### WORK INSTRUCTIONS
Put the rows below into a two-column CSV headed instruction and response, with one line for each row. Place each row's text and its answer in a single quoted field apiece, replace line breaks with spaces, and leave the pictures out.

### PROVIDED DATA
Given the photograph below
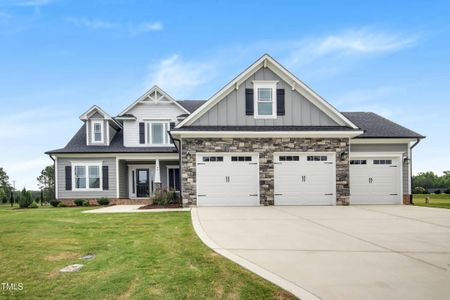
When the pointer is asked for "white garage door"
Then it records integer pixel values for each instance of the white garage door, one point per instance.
(375, 180)
(304, 178)
(230, 179)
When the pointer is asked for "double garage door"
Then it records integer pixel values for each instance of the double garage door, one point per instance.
(232, 179)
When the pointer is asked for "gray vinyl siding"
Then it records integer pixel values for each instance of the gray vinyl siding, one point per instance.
(89, 132)
(387, 148)
(231, 109)
(123, 179)
(63, 194)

### OUTPUT
instruction,response
"Given the photograph below When the pointer is asked for ""white garage door"" Then it records integer pixel values for each instance of the white garage door, one point per instance.","(375, 180) (304, 178) (230, 179)"
"When the pointer is asked for ""double garage door"" Then it records integer pixel values for each instance of the double garage door, one point per instance.","(232, 179)"
"When the pointer is asked for ""gray vinyl siding"" Then it records integer pixel values for each instance of the gray vinyl siding, one point per instance.","(89, 132) (387, 148) (231, 109) (123, 179) (63, 194)"